INPUT RECORDS
-=-=-
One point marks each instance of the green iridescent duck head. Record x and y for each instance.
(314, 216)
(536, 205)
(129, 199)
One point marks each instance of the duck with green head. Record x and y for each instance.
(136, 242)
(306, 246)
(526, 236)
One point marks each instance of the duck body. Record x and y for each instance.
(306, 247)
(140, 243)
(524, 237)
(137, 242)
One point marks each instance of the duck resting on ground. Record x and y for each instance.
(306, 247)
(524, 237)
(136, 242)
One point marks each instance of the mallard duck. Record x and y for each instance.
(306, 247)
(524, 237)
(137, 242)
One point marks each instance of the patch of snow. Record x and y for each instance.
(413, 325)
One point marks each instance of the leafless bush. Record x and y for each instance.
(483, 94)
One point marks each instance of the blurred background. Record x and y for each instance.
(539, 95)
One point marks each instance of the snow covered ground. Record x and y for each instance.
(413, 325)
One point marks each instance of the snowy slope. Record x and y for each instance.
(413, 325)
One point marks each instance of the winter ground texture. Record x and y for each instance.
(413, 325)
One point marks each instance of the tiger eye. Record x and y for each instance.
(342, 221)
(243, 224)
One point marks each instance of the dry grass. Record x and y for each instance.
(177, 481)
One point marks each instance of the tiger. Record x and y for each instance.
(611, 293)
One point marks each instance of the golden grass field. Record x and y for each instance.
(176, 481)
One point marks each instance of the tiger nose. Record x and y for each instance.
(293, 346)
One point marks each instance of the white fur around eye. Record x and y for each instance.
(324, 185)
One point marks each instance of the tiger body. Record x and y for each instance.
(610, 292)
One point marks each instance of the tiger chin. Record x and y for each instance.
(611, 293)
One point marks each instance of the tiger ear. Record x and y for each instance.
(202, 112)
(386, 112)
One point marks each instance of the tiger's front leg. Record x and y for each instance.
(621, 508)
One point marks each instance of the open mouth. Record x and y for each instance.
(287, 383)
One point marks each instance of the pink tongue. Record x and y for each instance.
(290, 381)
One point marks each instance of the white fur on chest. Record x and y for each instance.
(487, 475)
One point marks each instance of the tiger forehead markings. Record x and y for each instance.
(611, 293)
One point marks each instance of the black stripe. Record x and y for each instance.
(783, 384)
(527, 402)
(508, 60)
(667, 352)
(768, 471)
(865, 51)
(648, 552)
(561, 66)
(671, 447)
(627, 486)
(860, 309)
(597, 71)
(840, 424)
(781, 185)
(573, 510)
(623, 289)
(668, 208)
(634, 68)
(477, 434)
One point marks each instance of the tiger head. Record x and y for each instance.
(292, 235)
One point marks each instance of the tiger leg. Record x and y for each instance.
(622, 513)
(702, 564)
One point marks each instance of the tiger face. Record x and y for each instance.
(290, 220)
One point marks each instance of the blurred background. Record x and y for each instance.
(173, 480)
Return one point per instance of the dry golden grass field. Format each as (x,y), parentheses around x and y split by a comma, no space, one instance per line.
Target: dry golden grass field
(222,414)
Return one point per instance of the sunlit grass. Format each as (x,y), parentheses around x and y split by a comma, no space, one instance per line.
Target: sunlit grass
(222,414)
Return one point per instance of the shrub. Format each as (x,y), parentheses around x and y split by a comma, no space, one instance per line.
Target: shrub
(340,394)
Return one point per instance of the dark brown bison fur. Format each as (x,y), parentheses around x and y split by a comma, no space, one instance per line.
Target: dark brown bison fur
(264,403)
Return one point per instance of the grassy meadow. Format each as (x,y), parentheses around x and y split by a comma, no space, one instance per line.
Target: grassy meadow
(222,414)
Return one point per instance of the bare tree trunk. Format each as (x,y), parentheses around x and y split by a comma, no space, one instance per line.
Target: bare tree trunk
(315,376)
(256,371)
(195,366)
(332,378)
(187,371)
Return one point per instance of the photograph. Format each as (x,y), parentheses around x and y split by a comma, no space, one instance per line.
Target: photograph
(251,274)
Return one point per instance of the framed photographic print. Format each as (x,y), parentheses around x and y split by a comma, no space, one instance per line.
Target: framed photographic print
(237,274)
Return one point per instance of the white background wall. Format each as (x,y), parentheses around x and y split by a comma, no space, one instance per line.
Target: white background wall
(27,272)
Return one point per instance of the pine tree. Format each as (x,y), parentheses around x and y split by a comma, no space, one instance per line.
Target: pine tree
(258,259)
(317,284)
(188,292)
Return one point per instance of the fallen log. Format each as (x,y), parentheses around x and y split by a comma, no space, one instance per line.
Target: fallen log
-=-=-
EXERCISE REQUIREMENTS
Line count for "comma": determine it from the data and answer with the number by itself.

SOLVED EXERCISE
11